[Collected data entries]
━━━━━━━━━━━━━━━━

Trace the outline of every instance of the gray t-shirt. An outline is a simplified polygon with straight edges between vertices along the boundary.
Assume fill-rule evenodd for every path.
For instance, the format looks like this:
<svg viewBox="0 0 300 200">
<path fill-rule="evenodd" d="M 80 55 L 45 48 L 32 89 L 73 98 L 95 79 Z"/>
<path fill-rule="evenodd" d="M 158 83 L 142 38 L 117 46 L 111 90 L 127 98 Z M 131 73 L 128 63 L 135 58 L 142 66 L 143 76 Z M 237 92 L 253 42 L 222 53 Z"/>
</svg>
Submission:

━━━━━━━━━━━━━━━━

◆ **WHAT IS EXPECTED**:
Retype all of the records above, word for word.

◆ **SOLUTION FOR THIS EXERCISE**:
Trace the outline of every instance of the gray t-shirt. An outline is a simplified polygon with straight edges between vertices along the boundary.
Assume fill-rule evenodd for every path.
For instance, the format looks like this:
<svg viewBox="0 0 300 200">
<path fill-rule="evenodd" d="M 80 55 L 45 48 L 32 89 L 73 98 L 95 79 Z"/>
<path fill-rule="evenodd" d="M 158 83 L 142 38 L 117 46 L 111 90 L 127 98 Z M 131 73 L 128 63 L 135 58 L 142 66 L 143 76 Z M 237 92 L 253 42 L 222 53 Z"/>
</svg>
Submission:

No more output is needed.